• [TEXT BLOCK]
• • •
Pausing only to note that (ii) of itself does not point towards England being clearly the most suitable jurisdiction for this claim to be tried, the real point is that while these factors are all correctly stated (indeed they are not disputed by the defendants) they do not point to England being the most suitable jurisdiction for the trial of this claim because they are not in dispute, relate to only two out of the six Core Facilities and are not material to the allegations between the parties, which as I have said concern whether the defendants made false implied representations to the effect that the accounts of Plc were accurate. In truth, that Plc is listed in London is a casual or adventitious factor, the Core Facility points summarised above are immaterial to the issues in this case and to the extent that reliance is placed on any dealings by any of the defendants in Plc shares that too is irrelevant because they do not form the basis either of the misrepresentations alleged or the loss that ADCB seeks to recover in this claim. All this leads the defendants to submit, in the words of Mr Zellick QC that “… the alleged linkage to England is an artifice constructed to support a jurisdiction case …”.
Applying the tests referred to earlier I am satisfied that ADCB’s claims do not have their closest connection with this jurisdiction but on the contrary have their closest connection with Abu Dhabi in the UAE, where I am satisfied this claim could be suitably tried in the interests of all the parties and the ends of justice.
The connection of the first defendant with this jurisdiction is on any view a fragile one in the sense identified by Lord Goff in Spiliada Maritime Corp v Cansulex Ltd (ibid.) when compared with his connection to Abu Dhabi. The first defendant says and it does not appear to be in dispute that he has been resident there since 1973, where his family and business administration is based and where he has numerous business interests and substantial assets – see his first witness statement at paragraphs 17 and 20-21. Whilst it is true that the first defendant is currently resident in India, that is not because he does not wish to return to Abu Dhabi, where his family is located but because he is precluded from leaving India as a result of proceedings taken against him in India. Thus his current absence is not of itself a material factor particularly because he has legal representation in the UAE. ADCB is able to obtain jurisdiction over the remaining defendants principally because they are necessary or proper parties to the claim against the first defendant although to a limited extent using the other gateways to which I referred earlier. However none of these defendants have any connection to this jurisdiction. The second and third defendants are UAE citizens and long time residents in Abu Dhabi with substantial business interests and assets in the UAE. The fourth to sixth defendants are Indian nationals who are long term residents in Abu Dhabi.
As I have explained at length already ADCB is a UAE incorporated and domiciled bank that is owned in part by the Government of Abu Dhabi and describes itself as one of the largest banks in the UAE. It has no connections to England other than its engagement of London solicitors to prepare some of the documentation against which it was prepared to lend in the UAE.
These factors indicate that the parties have their closest connection with the UAE and no or no material connection with England.
• • •
• [DATA RECORDS]
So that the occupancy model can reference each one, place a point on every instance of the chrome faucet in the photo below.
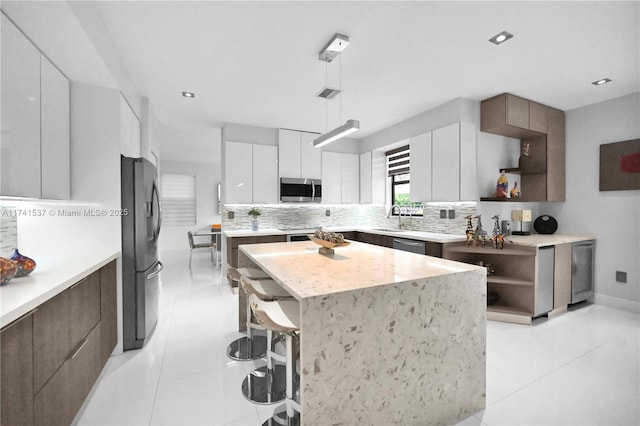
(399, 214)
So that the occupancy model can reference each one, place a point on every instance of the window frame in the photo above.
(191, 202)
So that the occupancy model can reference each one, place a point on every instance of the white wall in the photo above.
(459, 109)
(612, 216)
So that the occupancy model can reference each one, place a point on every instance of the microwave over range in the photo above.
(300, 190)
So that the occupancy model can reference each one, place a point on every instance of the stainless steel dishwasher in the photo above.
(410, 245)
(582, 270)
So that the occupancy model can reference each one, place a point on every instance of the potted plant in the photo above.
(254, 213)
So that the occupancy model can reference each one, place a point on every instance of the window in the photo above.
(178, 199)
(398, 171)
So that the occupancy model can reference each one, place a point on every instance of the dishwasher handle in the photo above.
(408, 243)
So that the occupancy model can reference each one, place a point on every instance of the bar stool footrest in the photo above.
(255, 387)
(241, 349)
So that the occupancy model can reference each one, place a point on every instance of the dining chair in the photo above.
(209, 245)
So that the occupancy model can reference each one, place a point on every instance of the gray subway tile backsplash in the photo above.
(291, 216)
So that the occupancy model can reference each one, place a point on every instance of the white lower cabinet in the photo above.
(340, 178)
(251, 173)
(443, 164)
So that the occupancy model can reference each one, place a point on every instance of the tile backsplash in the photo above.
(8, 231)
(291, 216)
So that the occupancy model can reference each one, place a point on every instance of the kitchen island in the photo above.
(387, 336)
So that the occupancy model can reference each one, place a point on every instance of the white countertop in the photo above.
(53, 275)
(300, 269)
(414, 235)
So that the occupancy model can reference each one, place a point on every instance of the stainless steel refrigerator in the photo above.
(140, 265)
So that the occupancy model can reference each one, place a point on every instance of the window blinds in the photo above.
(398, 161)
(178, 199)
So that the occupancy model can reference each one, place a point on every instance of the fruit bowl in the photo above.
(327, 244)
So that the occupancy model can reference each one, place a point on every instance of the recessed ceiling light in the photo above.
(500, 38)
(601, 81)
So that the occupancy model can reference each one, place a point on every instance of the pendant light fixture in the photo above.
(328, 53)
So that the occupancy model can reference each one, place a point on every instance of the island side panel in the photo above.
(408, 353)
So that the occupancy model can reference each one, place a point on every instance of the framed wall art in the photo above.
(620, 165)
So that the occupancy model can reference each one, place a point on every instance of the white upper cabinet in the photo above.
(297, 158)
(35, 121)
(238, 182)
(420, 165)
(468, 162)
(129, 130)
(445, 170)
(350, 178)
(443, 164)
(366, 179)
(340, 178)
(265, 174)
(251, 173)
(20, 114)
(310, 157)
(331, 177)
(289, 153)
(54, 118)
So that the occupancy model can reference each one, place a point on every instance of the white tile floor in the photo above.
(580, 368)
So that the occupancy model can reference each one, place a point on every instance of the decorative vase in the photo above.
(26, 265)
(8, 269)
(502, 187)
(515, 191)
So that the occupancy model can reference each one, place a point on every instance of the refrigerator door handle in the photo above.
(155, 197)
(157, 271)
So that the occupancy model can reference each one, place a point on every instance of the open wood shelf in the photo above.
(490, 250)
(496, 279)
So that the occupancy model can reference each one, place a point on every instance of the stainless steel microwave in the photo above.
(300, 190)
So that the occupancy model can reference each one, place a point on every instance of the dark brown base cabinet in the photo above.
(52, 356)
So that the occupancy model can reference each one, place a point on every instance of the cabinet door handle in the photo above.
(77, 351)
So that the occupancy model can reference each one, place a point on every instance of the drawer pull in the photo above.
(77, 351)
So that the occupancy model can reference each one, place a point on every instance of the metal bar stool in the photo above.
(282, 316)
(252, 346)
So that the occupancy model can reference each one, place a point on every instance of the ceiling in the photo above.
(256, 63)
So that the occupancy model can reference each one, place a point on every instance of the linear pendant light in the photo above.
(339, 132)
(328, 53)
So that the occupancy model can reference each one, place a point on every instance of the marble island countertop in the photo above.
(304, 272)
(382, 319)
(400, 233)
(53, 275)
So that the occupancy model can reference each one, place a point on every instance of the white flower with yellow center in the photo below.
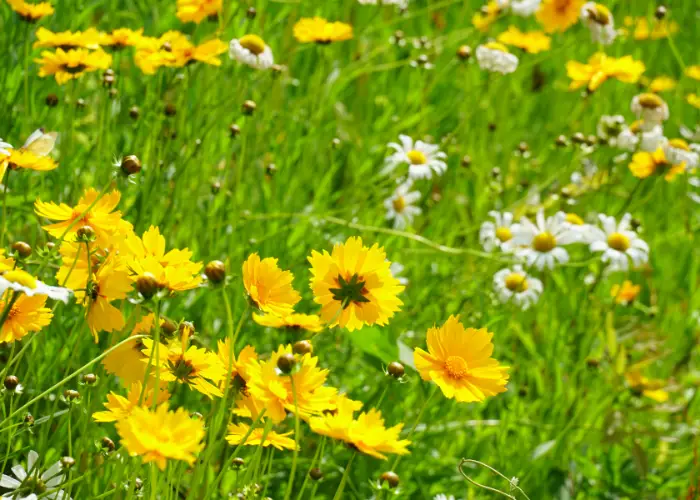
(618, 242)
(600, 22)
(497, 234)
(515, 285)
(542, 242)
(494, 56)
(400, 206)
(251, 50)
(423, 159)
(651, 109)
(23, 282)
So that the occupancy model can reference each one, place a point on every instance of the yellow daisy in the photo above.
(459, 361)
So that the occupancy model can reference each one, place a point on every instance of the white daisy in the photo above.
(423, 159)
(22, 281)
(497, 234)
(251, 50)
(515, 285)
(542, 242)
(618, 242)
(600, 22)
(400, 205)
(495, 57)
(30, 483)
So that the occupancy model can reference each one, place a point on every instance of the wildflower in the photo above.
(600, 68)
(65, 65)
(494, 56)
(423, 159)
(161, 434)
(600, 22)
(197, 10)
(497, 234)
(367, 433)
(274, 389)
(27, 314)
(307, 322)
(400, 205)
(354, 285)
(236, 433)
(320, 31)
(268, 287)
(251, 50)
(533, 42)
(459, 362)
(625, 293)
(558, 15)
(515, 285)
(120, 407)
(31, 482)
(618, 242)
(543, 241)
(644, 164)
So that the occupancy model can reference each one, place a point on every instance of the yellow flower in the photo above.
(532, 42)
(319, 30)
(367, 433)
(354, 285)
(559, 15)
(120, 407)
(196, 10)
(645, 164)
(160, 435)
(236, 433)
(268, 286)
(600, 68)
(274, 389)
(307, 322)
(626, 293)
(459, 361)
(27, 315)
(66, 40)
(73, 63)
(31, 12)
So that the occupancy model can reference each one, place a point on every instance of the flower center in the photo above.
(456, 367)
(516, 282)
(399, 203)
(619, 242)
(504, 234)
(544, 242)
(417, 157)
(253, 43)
• • •
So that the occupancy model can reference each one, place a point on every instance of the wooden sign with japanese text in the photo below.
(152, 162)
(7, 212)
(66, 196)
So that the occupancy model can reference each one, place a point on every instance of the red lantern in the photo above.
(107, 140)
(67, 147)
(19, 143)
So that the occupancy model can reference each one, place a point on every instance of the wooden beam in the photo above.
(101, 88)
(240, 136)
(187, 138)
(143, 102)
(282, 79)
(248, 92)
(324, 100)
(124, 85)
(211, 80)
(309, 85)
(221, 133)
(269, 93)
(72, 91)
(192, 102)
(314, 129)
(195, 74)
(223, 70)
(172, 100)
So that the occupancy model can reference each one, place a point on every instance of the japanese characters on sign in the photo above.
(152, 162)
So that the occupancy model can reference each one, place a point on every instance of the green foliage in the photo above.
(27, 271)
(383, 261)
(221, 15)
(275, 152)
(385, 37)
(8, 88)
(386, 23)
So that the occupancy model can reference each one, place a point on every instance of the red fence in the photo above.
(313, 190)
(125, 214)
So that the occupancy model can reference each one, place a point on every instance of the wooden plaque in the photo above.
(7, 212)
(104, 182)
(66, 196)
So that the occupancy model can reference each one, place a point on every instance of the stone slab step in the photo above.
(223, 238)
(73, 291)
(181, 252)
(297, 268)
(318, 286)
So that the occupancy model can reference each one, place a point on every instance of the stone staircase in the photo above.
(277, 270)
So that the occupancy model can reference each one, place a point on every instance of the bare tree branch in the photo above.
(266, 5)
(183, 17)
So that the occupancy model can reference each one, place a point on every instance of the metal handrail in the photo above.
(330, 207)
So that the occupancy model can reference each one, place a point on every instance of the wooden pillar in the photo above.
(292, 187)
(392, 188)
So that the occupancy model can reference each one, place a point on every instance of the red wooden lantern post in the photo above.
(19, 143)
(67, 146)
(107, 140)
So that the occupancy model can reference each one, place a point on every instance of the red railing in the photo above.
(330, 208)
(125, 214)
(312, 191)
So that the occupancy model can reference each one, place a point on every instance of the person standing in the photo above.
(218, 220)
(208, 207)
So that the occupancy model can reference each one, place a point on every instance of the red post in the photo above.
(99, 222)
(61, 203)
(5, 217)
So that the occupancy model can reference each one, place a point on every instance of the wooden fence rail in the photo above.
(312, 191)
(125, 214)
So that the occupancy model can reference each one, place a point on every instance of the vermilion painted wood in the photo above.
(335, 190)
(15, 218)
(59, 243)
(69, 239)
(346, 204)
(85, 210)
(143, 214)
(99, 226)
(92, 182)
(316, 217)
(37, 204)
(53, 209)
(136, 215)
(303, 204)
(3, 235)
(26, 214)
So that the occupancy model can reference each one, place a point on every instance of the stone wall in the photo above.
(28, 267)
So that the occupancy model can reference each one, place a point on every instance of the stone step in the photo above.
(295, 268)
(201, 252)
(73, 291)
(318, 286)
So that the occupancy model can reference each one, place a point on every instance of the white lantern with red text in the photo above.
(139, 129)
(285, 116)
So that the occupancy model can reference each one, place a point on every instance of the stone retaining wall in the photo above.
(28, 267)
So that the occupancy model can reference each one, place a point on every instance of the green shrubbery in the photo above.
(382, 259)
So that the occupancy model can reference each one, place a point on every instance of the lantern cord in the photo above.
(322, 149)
• • •
• [WHAT IS EXPECTED] Write the next part of the judgment excerpt on jurisdiction, picking up after its final sentence. The records have nothing to do with the judgment excerpt on jurisdiction.

• [RESULT BELOW]
This dispute has its closest connection with the UAE. As I have explained in detail above, the alleged wrongdoing took place in the UAE in that the alleged implied representations were received and acted on in the UAE if they were received and acted on at all (a point in dispute between the parties as I have explained) and the loss which ADCB seeks to recover from the defendants was suffered in the UAE where the Core Facilities were drawn down against by UAE domiciled entities. I accept that the implied representations on which ADCB relies are based on false accounting by Plc but ADCB’s claims are based on alleged implied fraudulent misrepresentations by the defendants concerning the truth and accuracy of Plc’s accounts. This constitutes a connection with England but does not support the proposition that the dispute has its closest connection with England or that it can more suitably be tried here rather than in Abu Dhabi. The points made concerning the agreements containing or evidencing the two syndicated loan agreements that form part of the Core Facilities are immaterial to the forum issue.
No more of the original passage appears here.